7-year old Grace Kabelenga was born without a forehead but rather a huge hole in its place. She had her first surgery at 4-years when a large part of her skull was removed to prevent infection.
As a result of her craniofacial abnormality, Grace never enrolled in school, didn’t have friends to play with as a little push or fall will kill her since the entire front section of her skull was missing and her brain was completely unprotected under the skin of her forehead.
But recently, Grace who hails from Ndola in Zambia has undergone pioneering surgery using 3D-printed technology (a state of the art surgery in South Africa) to have a specially constructed forehead implanted into her skull to encourage the bone to grow.
Grace mom, Ngula said:
When she was born she was rushed to a children’s hospital. There was so many doctors but they told us they couldn’t do anything because it was beyond their ability.

TASK INSTRUCTIONS:
(1) Based on the Grace Kabelenga passage, why did Grace never enroll in school or have friends to play with? Please answer in one to three sentences.
(2) Summarize the Grace Kabelenga passage in two sentences.
(3) Carry on writing the Grace Kabelenga passage from the point where it stops.
The records are not needed for any task here.

SOURCE MATERIAL:
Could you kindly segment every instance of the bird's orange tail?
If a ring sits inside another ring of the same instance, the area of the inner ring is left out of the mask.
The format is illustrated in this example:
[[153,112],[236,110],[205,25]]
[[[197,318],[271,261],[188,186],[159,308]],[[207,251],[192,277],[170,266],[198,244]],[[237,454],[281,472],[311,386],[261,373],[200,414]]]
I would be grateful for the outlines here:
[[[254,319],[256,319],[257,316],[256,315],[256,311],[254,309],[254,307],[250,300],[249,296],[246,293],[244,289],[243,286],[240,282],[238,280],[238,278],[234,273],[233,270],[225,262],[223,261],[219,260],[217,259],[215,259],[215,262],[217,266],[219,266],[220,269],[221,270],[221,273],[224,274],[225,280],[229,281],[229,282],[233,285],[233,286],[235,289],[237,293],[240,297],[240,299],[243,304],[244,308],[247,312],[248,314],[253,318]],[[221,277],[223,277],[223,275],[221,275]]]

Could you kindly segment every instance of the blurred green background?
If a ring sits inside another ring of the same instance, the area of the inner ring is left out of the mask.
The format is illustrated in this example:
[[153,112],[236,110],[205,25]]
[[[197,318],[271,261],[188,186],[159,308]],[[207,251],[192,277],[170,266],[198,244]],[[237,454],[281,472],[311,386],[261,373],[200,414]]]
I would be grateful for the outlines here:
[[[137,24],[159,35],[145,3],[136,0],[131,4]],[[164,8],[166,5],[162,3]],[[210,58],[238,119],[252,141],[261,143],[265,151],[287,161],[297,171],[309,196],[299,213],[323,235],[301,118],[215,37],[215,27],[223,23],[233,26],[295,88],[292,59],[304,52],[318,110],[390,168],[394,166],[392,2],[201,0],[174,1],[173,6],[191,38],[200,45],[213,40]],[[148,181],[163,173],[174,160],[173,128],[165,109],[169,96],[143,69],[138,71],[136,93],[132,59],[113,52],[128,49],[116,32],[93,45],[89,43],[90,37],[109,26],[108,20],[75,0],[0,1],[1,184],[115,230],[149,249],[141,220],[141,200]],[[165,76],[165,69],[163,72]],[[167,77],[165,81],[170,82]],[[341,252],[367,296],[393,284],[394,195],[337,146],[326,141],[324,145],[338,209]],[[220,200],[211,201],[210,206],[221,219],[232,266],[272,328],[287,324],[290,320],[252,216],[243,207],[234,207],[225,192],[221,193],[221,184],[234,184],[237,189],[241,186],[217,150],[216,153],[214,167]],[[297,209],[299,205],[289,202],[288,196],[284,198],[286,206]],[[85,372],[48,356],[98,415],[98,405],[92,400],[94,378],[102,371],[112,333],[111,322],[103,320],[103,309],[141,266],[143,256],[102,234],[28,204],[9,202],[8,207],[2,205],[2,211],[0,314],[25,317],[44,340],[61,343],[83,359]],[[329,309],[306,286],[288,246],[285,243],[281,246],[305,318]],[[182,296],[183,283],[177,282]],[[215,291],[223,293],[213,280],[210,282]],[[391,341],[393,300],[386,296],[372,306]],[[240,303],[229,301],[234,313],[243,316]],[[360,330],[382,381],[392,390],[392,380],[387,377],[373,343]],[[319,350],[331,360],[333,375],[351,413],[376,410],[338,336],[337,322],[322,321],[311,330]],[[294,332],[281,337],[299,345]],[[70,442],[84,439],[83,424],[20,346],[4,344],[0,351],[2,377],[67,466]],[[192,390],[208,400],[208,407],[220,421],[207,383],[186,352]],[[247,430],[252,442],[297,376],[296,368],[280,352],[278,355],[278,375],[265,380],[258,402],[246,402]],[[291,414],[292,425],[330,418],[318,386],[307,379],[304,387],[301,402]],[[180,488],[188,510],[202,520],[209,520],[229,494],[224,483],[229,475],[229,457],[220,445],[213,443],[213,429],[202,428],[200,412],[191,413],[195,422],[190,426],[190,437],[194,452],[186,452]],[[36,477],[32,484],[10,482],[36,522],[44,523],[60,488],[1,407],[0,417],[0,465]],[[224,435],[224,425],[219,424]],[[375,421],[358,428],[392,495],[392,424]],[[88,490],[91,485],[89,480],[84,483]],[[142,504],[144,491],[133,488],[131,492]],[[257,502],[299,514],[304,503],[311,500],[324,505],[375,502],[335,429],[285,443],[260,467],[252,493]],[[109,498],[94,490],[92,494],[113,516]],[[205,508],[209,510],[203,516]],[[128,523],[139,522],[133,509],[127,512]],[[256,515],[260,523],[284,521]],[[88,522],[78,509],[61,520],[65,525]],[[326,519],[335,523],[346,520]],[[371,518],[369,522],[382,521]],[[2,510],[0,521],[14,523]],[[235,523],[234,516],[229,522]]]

EXPECTED RESPONSES:
(1) The entire front section of her skull was missing, leaving her brain completely unprotected under the skin of her forehead. Even a little push or fall could have killed her.

(2) Seven-year-old Grace Kabelenga of Ndola, Zambia, was born without a forehead and had a large part of her skull removed at age four to prevent infection, and because her brain was unprotected she never enrolled in school or had friends to play with. She recently underwent pioneering 3D-printed surgery in South Africa, which implanted a specially constructed forehead into her skull to encourage the bone to grow.

(3)
Grace had a cranio-facial abnormality. The eyes, the nostrils, the mouth they were all far apart. The nostrils were actually 13 centimetres apart. The brain was suspended and stuck to the hard palette on her mouth. You could physically see it outside just covered by a thin skin.
The father, Elijah Kabenlenga had explained.
Grace’s face had been forced apart by an encephalocele; a defect in which a small part of the brain peeks through an opening in the skull, splitting open her face down the middle. It destroyed the base of the skull meaning there was a hole in the roof of her mouth where her brain was hanging.
Grace’s first life-changing surgery happened in Argentina. It took six months in to get her physically and mentally ready. She was being treated by nutritionists to increase her size and strength, after which Grace was considered ready for the 21-hour surgery that helped lifted her brain and rebuilt her face.
American surgeon Dr Kenneth Salyer, founder of the World Craniofacial Foundation, who stepped in to help Grace, said:
The reason to operate was to save her life, she couldn’t live that way and would not survive long term.
Now at 7-years, Grace’s face has healed, still without bone in her forehead. Although, she constantly wears a padded helmet as only a thin layer of skin protects her brain.